-- START OF DATA ENTRIES --

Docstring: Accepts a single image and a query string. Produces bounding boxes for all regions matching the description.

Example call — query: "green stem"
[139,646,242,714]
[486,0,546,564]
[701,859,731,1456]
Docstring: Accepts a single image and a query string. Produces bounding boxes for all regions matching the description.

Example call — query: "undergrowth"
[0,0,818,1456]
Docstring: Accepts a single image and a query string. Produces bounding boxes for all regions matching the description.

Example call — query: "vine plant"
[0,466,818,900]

-- END OF DATA ENTRIES --
-- START OF DATA ENTRIES --

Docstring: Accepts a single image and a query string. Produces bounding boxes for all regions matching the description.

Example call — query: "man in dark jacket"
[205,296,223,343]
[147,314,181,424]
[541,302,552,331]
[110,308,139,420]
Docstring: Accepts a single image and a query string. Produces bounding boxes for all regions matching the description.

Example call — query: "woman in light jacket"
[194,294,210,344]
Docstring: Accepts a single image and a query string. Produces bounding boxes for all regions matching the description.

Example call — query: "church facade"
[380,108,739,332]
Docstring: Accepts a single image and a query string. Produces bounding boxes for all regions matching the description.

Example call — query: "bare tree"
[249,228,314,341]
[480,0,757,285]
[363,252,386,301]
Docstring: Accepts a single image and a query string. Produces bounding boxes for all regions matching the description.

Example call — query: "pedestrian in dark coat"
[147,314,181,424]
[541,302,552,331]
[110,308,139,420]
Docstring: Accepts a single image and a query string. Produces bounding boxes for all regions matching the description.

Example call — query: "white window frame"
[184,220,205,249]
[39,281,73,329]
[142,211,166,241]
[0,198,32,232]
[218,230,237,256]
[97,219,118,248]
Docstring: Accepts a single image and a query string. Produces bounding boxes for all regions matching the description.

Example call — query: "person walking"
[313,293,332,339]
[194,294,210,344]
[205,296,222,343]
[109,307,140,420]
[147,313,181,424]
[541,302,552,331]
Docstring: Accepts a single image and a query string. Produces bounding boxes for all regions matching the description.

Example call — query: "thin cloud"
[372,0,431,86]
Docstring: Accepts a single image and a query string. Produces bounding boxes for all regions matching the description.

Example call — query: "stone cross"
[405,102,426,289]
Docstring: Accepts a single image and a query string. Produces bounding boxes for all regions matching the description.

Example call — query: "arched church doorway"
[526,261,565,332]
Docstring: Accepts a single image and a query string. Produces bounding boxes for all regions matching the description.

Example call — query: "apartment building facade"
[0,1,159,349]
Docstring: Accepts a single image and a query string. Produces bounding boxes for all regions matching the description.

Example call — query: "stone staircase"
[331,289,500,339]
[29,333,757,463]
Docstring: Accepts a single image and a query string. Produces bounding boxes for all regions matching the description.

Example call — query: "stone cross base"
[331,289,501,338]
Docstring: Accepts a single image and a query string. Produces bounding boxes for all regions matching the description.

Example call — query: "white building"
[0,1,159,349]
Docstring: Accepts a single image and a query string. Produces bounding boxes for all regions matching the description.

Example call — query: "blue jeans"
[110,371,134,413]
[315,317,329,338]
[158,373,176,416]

-- END OF DATA ENTRIES --
-- START OF DATA ENTRIES --

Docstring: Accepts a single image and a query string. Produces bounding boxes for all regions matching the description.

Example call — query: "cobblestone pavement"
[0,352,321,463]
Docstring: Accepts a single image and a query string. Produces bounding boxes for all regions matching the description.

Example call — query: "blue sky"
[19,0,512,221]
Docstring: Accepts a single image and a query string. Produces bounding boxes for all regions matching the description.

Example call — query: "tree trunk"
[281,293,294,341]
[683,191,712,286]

-- END OF DATA ENTRIES --

Count the lines of the records above that contain the word "dark", treating uppercase and lowercase as different, and reply with only that number.

CORRECT ANSWER: 2